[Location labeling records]
* * *
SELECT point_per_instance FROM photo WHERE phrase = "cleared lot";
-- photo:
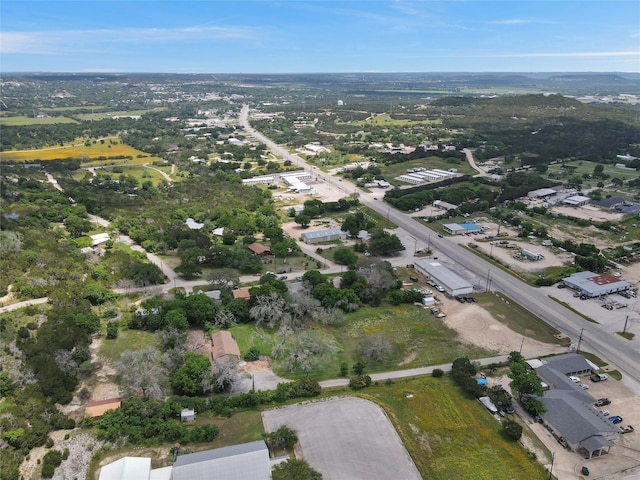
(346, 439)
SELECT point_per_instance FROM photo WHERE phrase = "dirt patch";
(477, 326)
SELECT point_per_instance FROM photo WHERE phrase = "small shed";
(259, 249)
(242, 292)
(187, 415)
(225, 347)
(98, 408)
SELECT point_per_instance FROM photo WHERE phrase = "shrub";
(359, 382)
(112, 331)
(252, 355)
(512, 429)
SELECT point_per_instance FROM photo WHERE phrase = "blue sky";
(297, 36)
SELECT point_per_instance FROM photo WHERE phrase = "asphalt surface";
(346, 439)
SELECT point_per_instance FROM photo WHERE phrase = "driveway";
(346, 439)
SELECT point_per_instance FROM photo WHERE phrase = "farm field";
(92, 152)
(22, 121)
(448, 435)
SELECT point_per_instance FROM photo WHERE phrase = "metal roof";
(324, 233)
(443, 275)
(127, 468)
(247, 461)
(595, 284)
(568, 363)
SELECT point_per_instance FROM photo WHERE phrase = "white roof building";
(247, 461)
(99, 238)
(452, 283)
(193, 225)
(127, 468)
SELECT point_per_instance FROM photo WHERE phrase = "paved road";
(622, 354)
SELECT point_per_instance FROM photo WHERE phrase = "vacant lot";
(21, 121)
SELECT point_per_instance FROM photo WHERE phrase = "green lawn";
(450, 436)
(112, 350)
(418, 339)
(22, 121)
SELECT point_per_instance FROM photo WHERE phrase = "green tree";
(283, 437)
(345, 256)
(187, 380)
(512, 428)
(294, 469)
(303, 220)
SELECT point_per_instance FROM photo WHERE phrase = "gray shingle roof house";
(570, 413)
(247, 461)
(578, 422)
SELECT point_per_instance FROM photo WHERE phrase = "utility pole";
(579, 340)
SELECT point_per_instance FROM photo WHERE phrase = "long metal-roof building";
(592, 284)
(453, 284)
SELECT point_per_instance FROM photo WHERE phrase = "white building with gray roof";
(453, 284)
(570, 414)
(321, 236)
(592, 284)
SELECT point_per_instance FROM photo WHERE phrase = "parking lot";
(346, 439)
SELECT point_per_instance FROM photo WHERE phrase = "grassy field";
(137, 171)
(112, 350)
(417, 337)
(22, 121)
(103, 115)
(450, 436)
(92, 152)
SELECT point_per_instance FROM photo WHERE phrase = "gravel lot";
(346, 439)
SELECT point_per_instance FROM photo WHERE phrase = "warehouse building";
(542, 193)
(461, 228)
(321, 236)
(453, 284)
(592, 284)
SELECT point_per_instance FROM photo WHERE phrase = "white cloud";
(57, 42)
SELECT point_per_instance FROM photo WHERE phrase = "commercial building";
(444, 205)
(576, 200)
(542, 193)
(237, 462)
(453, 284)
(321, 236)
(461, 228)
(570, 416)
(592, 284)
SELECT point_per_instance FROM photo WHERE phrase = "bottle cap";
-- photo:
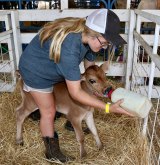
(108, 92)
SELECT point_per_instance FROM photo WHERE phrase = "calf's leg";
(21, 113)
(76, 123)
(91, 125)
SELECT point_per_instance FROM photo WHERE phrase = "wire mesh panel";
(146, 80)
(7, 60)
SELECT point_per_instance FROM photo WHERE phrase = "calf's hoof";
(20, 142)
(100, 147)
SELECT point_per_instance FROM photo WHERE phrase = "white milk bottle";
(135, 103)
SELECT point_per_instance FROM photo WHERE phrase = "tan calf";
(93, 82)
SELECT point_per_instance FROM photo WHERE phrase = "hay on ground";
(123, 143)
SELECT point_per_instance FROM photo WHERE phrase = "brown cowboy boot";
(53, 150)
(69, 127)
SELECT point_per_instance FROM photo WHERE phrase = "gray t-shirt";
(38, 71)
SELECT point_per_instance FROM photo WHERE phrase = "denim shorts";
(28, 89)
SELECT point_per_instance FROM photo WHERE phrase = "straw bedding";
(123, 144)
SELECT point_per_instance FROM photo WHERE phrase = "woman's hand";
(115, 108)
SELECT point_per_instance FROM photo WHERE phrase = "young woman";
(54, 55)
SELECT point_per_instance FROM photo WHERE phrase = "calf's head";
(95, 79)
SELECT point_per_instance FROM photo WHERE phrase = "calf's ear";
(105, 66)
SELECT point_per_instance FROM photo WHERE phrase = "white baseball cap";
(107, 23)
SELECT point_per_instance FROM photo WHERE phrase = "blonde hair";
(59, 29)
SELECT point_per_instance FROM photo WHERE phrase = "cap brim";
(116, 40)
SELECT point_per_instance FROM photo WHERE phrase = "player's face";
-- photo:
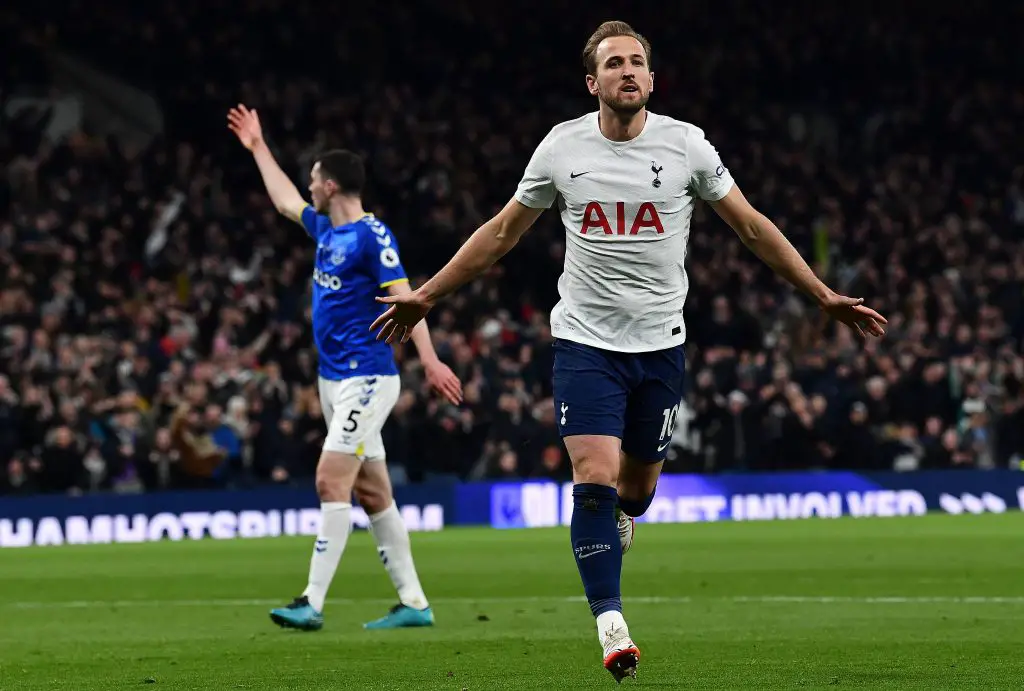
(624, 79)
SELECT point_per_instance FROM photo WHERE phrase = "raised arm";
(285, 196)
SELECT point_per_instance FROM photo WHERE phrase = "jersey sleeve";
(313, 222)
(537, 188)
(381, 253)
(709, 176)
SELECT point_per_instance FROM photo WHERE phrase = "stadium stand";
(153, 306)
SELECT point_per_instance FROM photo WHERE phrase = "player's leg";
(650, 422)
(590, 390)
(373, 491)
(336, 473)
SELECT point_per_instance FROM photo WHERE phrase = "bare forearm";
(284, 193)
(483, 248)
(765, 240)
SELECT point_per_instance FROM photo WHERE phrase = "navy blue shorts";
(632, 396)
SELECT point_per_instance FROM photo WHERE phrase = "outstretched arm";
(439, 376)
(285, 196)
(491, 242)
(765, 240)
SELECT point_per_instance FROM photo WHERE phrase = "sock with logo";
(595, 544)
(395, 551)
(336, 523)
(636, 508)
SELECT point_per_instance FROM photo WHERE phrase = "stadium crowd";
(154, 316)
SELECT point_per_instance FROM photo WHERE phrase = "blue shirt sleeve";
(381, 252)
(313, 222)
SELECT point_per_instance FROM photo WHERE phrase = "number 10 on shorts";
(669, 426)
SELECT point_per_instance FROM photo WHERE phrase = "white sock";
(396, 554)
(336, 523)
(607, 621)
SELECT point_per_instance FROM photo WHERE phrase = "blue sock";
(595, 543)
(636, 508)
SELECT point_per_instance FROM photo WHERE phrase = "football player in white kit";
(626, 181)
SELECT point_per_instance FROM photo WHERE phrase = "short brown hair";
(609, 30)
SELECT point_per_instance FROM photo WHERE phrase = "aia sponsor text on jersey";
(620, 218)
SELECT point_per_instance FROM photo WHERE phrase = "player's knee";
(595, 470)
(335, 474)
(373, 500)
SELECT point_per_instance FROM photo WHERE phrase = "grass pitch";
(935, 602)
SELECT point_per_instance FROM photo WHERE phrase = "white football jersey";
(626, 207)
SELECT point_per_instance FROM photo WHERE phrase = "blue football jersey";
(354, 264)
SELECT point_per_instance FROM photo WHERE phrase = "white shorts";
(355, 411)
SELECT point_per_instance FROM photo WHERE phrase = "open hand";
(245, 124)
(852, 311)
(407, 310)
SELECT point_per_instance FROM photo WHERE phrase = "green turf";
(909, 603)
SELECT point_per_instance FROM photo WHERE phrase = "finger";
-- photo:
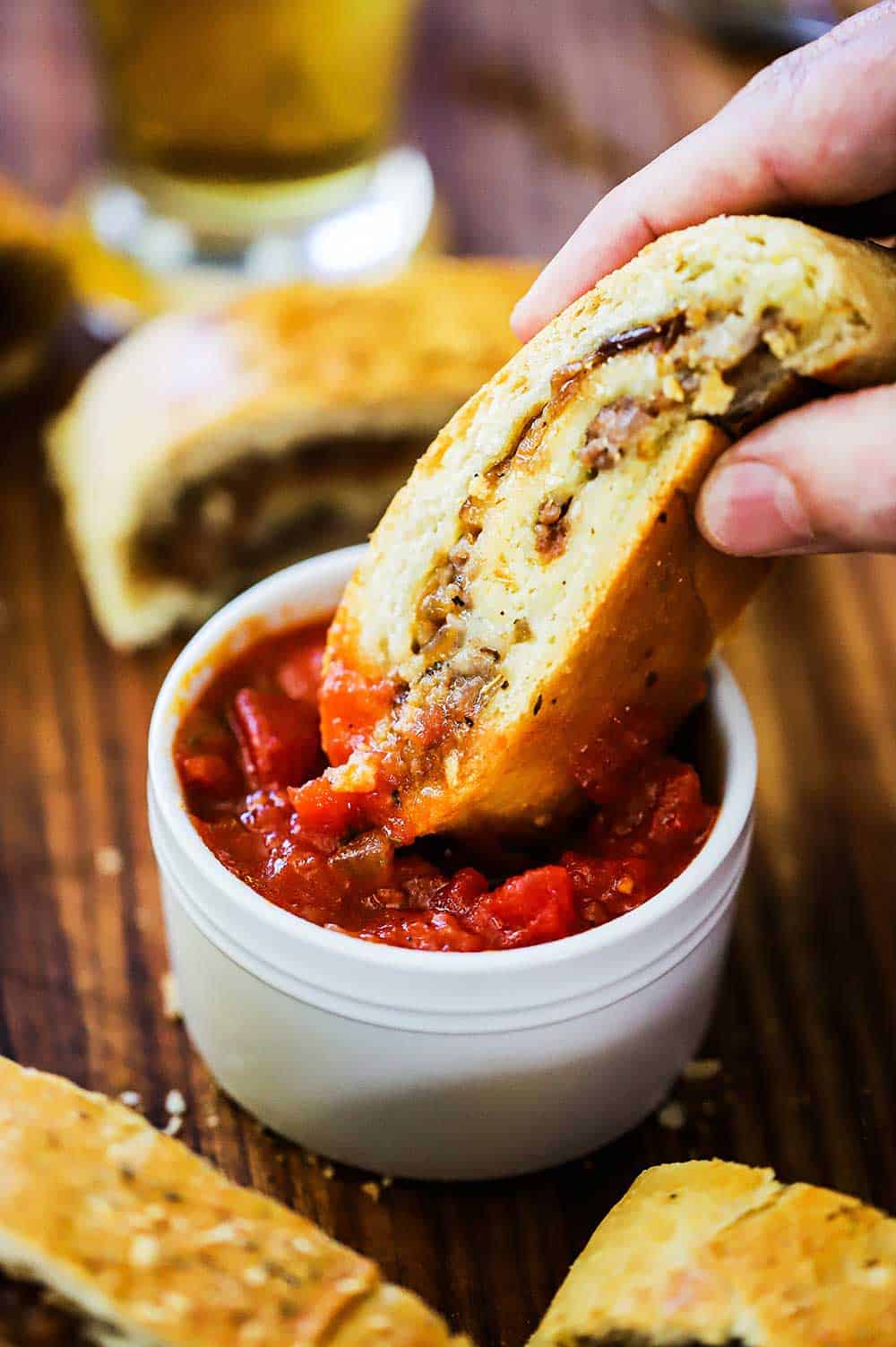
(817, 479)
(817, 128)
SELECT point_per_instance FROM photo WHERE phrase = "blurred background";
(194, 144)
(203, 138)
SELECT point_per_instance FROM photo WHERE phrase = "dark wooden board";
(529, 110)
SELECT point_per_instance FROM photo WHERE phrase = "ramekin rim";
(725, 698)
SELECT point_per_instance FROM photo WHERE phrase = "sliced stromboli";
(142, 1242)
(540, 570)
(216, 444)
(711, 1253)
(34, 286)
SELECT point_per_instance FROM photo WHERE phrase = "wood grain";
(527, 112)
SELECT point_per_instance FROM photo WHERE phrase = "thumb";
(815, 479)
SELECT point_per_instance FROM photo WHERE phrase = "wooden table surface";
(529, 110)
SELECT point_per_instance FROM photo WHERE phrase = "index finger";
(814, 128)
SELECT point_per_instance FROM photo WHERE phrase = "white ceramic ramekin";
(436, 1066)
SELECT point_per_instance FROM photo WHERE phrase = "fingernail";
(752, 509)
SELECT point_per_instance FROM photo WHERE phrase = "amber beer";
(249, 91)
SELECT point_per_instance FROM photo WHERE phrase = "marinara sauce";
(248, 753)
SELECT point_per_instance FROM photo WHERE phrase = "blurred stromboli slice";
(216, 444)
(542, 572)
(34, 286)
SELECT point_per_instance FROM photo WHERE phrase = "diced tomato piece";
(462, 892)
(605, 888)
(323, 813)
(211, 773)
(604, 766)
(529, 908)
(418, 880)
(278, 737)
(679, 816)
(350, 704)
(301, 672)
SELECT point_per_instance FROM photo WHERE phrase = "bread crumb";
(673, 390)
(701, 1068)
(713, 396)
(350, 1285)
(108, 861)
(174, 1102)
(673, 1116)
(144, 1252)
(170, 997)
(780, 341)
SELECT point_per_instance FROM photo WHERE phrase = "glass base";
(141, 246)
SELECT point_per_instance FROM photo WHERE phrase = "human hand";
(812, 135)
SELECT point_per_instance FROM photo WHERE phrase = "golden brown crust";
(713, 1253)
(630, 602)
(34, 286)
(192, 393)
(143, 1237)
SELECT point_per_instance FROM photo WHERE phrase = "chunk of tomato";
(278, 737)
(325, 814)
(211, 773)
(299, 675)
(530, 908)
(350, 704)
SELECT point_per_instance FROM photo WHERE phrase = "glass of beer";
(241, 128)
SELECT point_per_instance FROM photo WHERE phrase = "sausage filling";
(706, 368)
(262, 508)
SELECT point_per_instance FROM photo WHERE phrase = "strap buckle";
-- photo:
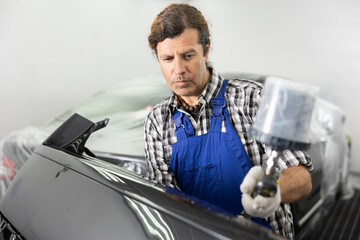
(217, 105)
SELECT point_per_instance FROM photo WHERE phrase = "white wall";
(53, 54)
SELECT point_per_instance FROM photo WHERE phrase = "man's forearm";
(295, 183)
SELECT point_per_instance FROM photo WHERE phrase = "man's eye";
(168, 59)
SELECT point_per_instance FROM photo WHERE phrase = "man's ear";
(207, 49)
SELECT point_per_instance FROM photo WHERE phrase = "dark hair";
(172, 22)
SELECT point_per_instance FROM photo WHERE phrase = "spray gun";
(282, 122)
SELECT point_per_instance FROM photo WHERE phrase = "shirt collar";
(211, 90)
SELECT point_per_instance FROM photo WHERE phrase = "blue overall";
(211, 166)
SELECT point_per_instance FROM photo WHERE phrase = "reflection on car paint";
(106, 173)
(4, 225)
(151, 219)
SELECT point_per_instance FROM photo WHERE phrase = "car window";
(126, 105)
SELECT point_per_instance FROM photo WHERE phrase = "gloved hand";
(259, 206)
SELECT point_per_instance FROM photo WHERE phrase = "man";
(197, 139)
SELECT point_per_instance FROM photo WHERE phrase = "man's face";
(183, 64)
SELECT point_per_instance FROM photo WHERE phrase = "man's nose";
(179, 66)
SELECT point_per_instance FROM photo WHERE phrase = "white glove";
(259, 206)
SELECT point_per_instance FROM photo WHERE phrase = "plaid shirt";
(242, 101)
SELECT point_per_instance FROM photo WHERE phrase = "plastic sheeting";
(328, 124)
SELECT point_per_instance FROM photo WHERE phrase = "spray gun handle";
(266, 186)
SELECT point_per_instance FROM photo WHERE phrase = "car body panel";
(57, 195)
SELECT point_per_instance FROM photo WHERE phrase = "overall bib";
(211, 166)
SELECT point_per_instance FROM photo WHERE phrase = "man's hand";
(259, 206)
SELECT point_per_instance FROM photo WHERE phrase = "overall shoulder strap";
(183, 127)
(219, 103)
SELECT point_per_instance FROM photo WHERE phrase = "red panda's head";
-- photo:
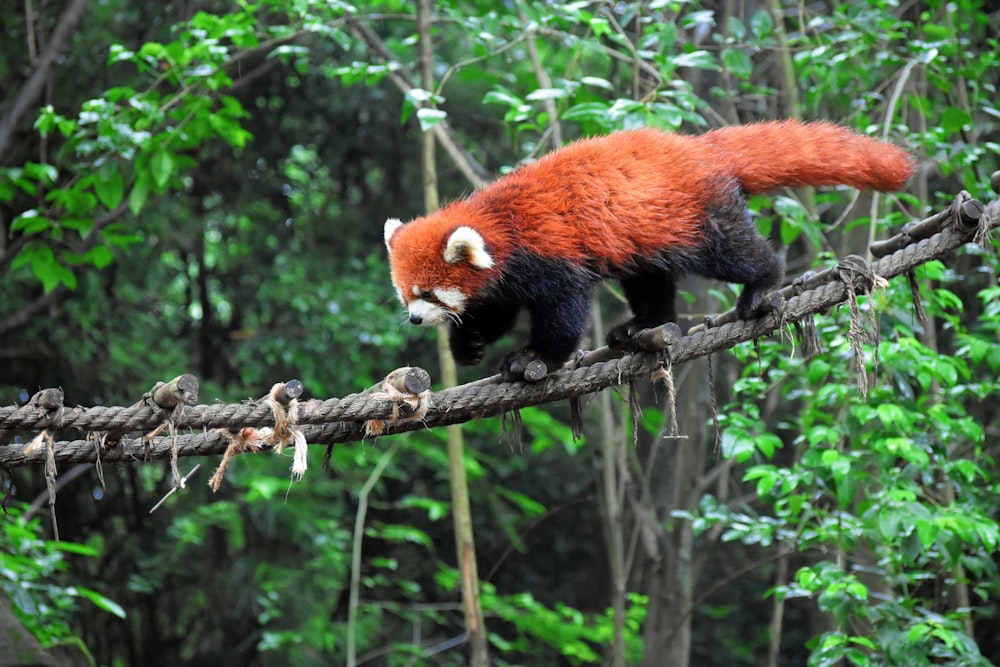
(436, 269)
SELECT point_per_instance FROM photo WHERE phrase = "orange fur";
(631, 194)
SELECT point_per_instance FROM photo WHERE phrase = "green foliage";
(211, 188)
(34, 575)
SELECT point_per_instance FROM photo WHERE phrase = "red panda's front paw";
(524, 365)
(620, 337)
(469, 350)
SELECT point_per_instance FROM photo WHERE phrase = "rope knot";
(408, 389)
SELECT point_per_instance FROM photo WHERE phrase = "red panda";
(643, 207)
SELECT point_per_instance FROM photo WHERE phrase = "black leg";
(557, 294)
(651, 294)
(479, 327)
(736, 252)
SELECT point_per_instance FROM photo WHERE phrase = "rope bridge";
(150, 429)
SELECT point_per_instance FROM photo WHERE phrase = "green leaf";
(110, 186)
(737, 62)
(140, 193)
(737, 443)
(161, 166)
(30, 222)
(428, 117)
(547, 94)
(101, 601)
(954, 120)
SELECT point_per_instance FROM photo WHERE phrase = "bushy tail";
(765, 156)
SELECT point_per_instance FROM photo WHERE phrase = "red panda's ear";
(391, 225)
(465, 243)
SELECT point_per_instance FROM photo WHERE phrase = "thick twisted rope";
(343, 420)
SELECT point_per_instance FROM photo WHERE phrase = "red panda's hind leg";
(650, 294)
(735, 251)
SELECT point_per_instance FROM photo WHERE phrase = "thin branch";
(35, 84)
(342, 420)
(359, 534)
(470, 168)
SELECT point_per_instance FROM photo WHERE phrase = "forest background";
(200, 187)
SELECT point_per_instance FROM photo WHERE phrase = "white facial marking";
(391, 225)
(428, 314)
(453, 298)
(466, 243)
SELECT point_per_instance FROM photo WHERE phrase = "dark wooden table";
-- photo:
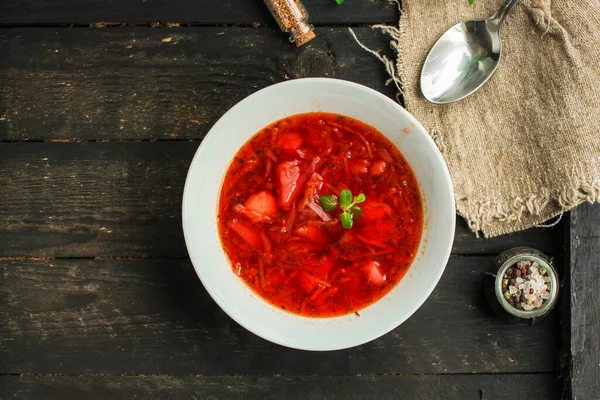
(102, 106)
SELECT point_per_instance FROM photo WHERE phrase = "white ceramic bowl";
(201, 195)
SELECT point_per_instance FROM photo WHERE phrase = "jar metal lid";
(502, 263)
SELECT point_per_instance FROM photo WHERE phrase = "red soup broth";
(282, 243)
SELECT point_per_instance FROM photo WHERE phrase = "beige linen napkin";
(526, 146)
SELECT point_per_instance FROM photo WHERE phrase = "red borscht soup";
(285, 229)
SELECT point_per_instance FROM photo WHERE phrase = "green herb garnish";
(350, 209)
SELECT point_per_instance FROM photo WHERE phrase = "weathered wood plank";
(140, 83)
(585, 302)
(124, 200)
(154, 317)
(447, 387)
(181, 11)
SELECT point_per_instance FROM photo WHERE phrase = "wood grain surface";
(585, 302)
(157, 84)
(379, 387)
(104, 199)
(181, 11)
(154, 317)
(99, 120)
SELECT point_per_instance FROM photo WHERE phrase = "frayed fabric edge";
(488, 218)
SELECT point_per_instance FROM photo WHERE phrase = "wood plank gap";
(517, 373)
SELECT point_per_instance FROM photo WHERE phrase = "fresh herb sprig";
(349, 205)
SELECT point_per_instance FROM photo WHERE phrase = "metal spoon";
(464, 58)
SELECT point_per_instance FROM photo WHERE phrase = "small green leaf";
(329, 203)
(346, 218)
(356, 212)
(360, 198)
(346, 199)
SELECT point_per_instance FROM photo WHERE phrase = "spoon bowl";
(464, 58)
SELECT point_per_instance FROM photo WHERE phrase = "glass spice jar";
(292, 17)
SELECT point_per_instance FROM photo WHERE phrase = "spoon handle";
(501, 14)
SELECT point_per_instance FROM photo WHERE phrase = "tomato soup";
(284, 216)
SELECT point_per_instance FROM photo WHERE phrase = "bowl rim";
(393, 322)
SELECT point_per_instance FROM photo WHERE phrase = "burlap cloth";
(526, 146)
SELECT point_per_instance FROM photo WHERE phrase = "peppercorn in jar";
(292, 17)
* * *
What is required:
Return every line in the rows above that contains the word "leaf", matching case exactly.

Exercise solution:
SELECT point_per_instance FROM photo WHERE phrase = "green leaf";
SELECT point_per_instance FROM photo WHERE phrase = "small green leaf";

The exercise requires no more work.